## WHAT IS EXPECTED
Please copy all of the data below line for line, leaving every character unchanged.

## SUPPLIED INFORMATION
::::::::

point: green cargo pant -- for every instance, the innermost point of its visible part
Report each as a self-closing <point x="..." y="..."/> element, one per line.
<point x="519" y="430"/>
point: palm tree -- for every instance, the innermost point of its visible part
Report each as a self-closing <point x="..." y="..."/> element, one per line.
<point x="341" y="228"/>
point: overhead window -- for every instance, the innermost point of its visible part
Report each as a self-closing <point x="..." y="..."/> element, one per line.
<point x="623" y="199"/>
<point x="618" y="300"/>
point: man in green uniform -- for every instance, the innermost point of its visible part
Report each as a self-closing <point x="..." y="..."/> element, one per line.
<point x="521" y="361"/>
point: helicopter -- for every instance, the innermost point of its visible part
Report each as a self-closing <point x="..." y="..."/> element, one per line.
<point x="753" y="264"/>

::::::::

## SOLUTION FOR THIS TASK
point: green cargo pant -- for every instance, the innermost point of its visible part
Report each as a self-closing <point x="..." y="..."/> element, one per line.
<point x="519" y="430"/>
point: palm tree -- for every instance, the innermost point of its visible part
Report each as a self-closing <point x="..." y="..."/> element, one per line.
<point x="341" y="228"/>
point: overhead window -- for every instance, the innermost point of its visible part
Report each as a self-closing <point x="..." y="..."/> element, one per line.
<point x="623" y="199"/>
<point x="618" y="300"/>
point: man in green uniform -- for every instance, the innermost point of its visible part
Report each as a self-closing <point x="..." y="..."/> element, one per line.
<point x="521" y="361"/>
point: helicopter -- for every instance, the innermost point of its visible part
Report each as a self-closing <point x="..." y="..."/> element, one per line.
<point x="753" y="264"/>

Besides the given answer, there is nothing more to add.